━━━━━ Data in this exercise

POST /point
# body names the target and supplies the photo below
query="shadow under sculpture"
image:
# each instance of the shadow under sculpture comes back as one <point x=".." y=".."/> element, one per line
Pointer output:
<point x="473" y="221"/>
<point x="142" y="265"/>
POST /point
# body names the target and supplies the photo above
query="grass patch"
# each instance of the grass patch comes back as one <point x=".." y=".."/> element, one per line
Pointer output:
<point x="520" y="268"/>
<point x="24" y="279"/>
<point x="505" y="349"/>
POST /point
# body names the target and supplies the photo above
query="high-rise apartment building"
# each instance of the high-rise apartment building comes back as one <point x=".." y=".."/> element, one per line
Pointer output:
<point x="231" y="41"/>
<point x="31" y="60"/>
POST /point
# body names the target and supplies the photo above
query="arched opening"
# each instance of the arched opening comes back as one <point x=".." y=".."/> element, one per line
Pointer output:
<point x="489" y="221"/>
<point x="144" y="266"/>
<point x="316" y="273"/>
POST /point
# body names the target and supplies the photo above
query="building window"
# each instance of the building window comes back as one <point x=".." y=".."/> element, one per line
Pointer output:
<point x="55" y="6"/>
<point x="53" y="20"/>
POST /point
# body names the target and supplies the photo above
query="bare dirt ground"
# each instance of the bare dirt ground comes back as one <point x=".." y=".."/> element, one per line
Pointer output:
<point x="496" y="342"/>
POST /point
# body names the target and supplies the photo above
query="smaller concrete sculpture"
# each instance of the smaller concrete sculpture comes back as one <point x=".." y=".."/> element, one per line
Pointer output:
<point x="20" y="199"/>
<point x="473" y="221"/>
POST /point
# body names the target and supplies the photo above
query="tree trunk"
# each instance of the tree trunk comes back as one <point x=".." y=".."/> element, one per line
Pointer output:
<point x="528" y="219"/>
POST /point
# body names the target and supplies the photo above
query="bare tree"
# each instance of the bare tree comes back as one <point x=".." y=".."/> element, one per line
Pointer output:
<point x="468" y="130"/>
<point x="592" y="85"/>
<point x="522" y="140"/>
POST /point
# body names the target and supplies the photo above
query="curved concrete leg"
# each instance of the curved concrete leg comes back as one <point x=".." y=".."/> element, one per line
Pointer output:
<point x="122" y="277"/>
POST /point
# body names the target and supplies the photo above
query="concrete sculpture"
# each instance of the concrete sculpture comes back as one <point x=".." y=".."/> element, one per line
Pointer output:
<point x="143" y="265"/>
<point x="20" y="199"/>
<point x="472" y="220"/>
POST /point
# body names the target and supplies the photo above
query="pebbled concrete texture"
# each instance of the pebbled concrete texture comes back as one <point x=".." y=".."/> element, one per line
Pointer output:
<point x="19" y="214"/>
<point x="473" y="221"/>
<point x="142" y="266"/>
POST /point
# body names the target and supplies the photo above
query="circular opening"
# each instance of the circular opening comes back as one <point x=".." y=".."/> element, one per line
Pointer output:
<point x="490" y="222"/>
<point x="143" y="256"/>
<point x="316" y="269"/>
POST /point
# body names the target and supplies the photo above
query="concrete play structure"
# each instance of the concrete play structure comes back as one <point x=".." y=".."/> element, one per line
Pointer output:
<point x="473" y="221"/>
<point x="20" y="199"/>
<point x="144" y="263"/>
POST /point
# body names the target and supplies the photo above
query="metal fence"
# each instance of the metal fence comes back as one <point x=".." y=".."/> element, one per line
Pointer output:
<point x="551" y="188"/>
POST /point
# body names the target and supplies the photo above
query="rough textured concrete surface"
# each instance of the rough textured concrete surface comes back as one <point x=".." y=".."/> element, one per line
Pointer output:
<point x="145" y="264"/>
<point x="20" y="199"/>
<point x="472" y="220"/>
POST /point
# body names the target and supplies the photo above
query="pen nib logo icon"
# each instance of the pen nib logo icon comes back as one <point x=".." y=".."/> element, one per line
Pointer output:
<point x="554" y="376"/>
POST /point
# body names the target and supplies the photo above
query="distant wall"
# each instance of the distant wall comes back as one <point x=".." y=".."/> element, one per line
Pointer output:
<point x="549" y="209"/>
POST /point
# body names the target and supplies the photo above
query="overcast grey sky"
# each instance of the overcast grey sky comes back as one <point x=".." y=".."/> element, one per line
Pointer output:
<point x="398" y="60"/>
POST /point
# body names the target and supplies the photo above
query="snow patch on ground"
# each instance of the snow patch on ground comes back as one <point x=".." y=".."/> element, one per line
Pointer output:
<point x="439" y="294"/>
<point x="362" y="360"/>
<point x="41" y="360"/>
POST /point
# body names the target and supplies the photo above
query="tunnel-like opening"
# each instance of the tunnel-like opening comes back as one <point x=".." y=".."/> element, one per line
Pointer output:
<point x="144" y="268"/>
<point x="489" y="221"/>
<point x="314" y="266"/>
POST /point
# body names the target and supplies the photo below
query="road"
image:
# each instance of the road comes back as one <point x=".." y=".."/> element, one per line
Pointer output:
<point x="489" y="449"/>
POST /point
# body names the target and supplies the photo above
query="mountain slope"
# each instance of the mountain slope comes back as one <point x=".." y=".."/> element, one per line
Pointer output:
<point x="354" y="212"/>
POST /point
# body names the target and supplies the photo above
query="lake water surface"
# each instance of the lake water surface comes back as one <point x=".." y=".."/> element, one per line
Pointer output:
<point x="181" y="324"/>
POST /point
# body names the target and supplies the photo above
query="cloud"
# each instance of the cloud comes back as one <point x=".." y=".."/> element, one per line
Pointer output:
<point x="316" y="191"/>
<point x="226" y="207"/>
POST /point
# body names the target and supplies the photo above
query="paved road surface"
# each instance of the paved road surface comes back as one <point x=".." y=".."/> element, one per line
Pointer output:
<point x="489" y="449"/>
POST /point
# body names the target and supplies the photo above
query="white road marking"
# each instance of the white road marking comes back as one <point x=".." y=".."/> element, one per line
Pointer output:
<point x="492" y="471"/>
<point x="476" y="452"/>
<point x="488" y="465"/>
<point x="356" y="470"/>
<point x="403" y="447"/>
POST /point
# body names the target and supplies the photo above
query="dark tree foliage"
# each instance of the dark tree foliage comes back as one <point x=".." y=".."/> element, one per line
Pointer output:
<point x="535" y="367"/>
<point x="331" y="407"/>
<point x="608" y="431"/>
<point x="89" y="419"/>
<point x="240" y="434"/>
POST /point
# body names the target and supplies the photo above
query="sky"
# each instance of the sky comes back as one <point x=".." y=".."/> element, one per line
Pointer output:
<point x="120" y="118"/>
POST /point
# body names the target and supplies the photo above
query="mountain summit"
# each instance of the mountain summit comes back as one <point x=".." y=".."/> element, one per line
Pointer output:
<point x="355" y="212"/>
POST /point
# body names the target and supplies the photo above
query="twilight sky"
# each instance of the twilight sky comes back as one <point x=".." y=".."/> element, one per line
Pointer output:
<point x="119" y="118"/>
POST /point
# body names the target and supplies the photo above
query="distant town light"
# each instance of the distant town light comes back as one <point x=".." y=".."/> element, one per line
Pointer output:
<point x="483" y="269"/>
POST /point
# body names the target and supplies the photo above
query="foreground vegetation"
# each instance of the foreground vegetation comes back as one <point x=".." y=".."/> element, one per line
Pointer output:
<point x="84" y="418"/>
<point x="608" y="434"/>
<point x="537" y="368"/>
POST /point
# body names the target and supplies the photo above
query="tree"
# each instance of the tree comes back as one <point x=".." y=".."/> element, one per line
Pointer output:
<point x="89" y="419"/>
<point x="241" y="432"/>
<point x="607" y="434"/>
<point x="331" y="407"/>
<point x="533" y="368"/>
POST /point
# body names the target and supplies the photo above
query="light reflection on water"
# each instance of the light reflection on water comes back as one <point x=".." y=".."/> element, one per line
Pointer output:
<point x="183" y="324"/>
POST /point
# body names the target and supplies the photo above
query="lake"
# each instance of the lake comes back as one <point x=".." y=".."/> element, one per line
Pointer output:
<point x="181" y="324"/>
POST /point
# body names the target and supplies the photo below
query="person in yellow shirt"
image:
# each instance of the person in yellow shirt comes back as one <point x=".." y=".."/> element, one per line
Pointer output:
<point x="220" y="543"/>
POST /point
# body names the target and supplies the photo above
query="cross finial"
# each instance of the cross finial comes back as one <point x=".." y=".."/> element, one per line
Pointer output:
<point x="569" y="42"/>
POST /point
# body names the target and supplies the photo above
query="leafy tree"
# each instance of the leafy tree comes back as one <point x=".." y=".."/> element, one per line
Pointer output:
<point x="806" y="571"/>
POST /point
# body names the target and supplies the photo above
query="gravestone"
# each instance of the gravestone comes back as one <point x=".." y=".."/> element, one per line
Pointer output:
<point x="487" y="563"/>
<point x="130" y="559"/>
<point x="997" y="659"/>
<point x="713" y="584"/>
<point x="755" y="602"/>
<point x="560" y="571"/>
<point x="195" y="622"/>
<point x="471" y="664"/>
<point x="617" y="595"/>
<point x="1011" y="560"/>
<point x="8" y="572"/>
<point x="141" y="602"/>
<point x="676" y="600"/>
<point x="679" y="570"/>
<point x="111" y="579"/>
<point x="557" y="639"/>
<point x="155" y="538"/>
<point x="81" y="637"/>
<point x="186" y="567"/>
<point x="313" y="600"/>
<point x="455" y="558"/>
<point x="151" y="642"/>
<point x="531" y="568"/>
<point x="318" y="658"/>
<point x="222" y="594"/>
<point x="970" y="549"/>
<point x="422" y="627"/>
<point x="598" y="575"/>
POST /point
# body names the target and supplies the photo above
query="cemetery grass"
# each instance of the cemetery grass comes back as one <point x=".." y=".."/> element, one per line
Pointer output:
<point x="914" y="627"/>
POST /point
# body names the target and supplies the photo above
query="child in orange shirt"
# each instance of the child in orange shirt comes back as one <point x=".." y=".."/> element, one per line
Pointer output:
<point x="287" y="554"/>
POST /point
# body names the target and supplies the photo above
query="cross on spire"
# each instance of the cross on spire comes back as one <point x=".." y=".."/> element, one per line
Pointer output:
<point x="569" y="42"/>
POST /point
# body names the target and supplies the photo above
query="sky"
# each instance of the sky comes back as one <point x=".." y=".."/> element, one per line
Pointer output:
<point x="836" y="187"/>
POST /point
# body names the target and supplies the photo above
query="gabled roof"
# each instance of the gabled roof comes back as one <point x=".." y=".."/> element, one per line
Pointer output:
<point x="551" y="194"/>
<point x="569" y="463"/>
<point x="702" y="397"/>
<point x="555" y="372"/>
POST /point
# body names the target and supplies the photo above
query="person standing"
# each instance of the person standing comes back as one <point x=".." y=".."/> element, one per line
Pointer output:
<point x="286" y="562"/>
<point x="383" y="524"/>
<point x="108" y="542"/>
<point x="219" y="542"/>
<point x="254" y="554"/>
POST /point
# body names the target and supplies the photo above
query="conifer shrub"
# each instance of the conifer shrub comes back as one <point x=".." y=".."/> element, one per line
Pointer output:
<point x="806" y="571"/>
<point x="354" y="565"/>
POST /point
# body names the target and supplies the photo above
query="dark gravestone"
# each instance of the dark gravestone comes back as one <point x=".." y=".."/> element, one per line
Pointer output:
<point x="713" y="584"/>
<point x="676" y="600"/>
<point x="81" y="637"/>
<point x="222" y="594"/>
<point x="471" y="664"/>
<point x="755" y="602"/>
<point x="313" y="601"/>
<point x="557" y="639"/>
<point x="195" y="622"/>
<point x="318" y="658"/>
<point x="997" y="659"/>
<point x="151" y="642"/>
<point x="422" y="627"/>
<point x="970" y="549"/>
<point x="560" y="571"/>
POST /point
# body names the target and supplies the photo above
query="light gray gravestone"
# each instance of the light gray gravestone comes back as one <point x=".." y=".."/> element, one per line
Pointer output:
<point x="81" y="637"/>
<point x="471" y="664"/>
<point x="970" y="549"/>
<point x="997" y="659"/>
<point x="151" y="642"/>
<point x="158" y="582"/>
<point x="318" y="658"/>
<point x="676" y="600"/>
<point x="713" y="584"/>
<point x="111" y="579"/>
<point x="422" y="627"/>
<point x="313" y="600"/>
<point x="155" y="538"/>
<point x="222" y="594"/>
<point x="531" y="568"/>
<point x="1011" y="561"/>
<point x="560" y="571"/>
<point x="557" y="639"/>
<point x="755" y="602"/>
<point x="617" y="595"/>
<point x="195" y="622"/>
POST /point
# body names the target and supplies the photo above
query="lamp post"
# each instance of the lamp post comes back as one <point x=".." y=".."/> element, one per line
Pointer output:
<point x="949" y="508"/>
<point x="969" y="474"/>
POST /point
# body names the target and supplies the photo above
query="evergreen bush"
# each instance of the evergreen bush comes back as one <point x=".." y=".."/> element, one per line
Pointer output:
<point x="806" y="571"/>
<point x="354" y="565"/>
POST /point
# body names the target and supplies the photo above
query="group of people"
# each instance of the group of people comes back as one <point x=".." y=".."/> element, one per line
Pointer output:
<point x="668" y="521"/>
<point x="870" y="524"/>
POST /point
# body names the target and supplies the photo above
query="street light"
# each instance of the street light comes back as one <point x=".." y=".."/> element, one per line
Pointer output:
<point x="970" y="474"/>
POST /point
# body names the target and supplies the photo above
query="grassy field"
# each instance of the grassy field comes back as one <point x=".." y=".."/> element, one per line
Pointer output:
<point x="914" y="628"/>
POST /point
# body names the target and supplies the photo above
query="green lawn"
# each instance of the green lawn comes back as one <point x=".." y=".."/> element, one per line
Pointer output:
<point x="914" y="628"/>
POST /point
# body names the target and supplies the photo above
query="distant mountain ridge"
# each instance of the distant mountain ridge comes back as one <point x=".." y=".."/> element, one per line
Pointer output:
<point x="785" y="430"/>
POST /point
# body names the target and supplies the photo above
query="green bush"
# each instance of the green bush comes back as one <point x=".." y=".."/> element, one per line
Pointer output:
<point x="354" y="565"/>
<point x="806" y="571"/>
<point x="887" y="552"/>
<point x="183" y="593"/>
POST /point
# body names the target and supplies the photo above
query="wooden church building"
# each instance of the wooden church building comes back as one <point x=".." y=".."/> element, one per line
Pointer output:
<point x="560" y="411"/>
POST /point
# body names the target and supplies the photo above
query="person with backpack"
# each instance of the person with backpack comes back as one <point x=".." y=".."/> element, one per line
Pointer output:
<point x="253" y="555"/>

━━━━━━━━━━

Task brief. Which lines contain "spire"? Copy each of them from the listing.

Solution for this exercise.
query="cross on spire"
# each instance of the cross on spire comes back as one <point x=".." y=".."/> element, one per line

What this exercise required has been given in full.